╭─ Record extracts
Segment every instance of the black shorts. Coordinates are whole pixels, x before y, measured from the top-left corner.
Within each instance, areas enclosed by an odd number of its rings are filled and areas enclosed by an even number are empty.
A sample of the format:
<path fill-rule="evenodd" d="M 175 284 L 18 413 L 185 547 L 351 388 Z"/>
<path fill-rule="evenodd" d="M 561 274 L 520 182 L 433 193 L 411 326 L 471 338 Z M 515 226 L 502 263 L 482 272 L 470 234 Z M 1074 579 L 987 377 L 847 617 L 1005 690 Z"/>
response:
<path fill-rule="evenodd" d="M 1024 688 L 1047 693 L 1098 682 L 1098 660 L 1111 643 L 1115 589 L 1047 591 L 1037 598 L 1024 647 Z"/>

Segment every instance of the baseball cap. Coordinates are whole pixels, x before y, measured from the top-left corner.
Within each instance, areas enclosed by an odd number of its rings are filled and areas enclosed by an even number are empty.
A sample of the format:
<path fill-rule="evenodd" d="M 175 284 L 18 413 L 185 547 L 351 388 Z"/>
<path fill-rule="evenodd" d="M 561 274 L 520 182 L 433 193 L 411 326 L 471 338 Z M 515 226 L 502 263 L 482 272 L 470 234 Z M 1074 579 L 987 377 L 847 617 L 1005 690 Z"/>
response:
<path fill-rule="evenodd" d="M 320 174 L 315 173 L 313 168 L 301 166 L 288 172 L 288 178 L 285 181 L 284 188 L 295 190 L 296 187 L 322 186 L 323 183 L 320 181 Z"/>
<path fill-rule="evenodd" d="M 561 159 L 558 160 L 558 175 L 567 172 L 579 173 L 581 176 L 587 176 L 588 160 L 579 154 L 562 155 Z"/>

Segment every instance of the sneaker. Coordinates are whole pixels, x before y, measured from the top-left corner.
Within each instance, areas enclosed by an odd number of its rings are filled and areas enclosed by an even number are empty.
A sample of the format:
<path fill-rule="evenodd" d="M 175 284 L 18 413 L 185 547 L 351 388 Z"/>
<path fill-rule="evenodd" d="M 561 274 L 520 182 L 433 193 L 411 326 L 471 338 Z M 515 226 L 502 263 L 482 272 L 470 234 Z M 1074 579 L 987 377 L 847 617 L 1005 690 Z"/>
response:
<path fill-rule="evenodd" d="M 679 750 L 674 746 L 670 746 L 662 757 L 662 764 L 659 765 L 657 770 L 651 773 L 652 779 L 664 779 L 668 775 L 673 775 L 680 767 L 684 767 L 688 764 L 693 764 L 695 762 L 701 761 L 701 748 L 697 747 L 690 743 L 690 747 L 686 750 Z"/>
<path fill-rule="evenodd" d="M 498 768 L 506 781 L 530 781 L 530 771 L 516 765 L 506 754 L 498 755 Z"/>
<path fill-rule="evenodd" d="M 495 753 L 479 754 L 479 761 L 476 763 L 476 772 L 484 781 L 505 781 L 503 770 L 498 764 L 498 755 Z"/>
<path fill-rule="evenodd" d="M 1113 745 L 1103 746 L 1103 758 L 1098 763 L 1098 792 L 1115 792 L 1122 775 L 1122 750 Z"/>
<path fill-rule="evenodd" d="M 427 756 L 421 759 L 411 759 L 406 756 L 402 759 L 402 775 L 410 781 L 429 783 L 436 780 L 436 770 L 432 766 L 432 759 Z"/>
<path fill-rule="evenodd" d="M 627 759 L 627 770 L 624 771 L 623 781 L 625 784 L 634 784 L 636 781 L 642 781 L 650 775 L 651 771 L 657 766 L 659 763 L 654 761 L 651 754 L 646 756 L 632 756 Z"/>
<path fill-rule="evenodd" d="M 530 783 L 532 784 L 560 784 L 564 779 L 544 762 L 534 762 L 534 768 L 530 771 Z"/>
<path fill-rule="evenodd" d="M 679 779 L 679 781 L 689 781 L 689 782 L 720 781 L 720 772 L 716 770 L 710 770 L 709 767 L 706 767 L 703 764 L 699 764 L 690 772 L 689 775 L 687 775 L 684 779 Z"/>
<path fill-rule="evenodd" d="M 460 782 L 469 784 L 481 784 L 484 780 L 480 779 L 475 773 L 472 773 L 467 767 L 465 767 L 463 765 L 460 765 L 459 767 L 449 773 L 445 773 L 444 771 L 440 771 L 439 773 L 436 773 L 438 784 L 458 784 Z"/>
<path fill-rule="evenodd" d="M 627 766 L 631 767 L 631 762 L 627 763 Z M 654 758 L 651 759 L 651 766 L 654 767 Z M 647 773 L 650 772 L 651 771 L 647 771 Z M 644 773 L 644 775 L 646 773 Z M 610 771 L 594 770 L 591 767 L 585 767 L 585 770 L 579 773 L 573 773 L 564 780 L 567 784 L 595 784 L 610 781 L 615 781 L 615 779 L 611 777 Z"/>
╰─
**Written problem:** Return every line of the records above verbatim, with no changes.

**Task output:**
Segment every instance of the black shorts. Coordinates are whole pixels, x before y, measured from the top-left corner.
Within each instance, areas enclosed by an odd number of its rings are filled and areas enclosed by an even number are empty.
A sample of the format:
<path fill-rule="evenodd" d="M 175 284 L 18 413 L 185 547 L 351 388 Z"/>
<path fill-rule="evenodd" d="M 561 274 L 520 182 L 433 193 L 411 326 L 471 338 Z M 515 226 L 502 263 L 482 272 L 470 234 Z M 1074 579 L 987 377 L 847 617 L 1005 690 Z"/>
response:
<path fill-rule="evenodd" d="M 1024 688 L 1047 693 L 1098 682 L 1098 660 L 1111 643 L 1115 589 L 1047 591 L 1037 598 L 1024 647 Z"/>

Segment every instance of the baseball cap. Coordinates are whole pixels, x before y, measured from the top-left corner.
Within each instance, areas enclosed by an odd number of its rings are filled and areas enclosed by an even number are empty.
A sample of the format:
<path fill-rule="evenodd" d="M 175 284 L 18 413 L 185 547 L 351 388 Z"/>
<path fill-rule="evenodd" d="M 561 274 L 520 182 L 433 193 L 411 326 L 471 338 Z M 515 226 L 502 263 L 482 272 L 470 234 Z M 1074 579 L 987 377 L 847 617 L 1005 690 Z"/>
response:
<path fill-rule="evenodd" d="M 320 174 L 315 173 L 313 168 L 301 166 L 288 172 L 288 178 L 285 181 L 284 188 L 295 190 L 296 187 L 322 186 L 323 183 L 320 181 Z"/>
<path fill-rule="evenodd" d="M 561 159 L 558 160 L 558 175 L 567 172 L 579 173 L 581 176 L 587 176 L 588 160 L 579 154 L 562 155 Z"/>

Segment every instance of the sneaker. Coordinates are whole pixels, x before y, measured from the top-left corner.
Within each instance, areas enclosed by an odd number of its rings are filled and areas enclosed by an even number are empty.
A sample of the format:
<path fill-rule="evenodd" d="M 175 284 L 18 413 L 185 547 L 351 388 Z"/>
<path fill-rule="evenodd" d="M 561 274 L 520 182 L 433 193 L 411 326 L 471 338 Z M 515 226 L 502 263 L 482 272 L 470 234 Z M 1074 579 L 987 377 L 847 617 L 1005 690 Z"/>
response:
<path fill-rule="evenodd" d="M 679 750 L 674 746 L 670 746 L 662 757 L 662 764 L 659 765 L 657 770 L 651 773 L 652 779 L 664 779 L 668 775 L 673 775 L 680 767 L 684 767 L 688 764 L 693 764 L 695 762 L 701 761 L 701 748 L 697 747 L 690 743 L 690 747 L 686 750 Z"/>
<path fill-rule="evenodd" d="M 498 768 L 506 781 L 530 781 L 530 771 L 516 765 L 506 754 L 498 755 Z"/>
<path fill-rule="evenodd" d="M 495 753 L 479 754 L 479 761 L 476 763 L 476 772 L 484 781 L 505 781 L 503 770 L 498 764 L 498 755 Z"/>
<path fill-rule="evenodd" d="M 1113 745 L 1103 746 L 1103 758 L 1098 763 L 1098 792 L 1115 792 L 1122 775 L 1122 750 Z"/>
<path fill-rule="evenodd" d="M 427 756 L 421 759 L 411 759 L 406 756 L 402 759 L 402 775 L 410 781 L 429 783 L 436 780 L 436 770 L 432 766 L 432 759 Z"/>
<path fill-rule="evenodd" d="M 627 759 L 627 770 L 624 771 L 623 781 L 625 784 L 634 784 L 636 781 L 642 781 L 650 775 L 651 771 L 657 766 L 659 763 L 654 761 L 651 754 L 646 756 L 632 756 Z"/>
<path fill-rule="evenodd" d="M 530 783 L 532 784 L 560 784 L 564 779 L 544 762 L 534 762 L 534 768 L 530 771 Z"/>
<path fill-rule="evenodd" d="M 679 779 L 679 781 L 689 781 L 689 782 L 720 781 L 720 772 L 716 770 L 710 770 L 709 767 L 706 767 L 703 764 L 699 764 L 690 772 L 689 775 L 687 775 L 684 779 Z"/>
<path fill-rule="evenodd" d="M 460 782 L 469 784 L 481 784 L 484 780 L 480 779 L 475 773 L 472 773 L 467 767 L 465 767 L 463 765 L 460 765 L 459 767 L 449 773 L 445 773 L 444 771 L 440 771 L 439 773 L 436 773 L 438 784 L 458 784 Z"/>
<path fill-rule="evenodd" d="M 627 766 L 631 767 L 631 762 L 627 763 Z M 654 758 L 651 759 L 651 766 L 654 767 Z M 647 773 L 650 772 L 651 771 L 647 771 Z M 644 773 L 644 775 L 646 773 Z M 610 771 L 594 770 L 591 767 L 585 767 L 585 770 L 579 773 L 573 773 L 564 780 L 567 784 L 595 784 L 610 781 L 615 781 L 615 779 L 611 777 Z"/>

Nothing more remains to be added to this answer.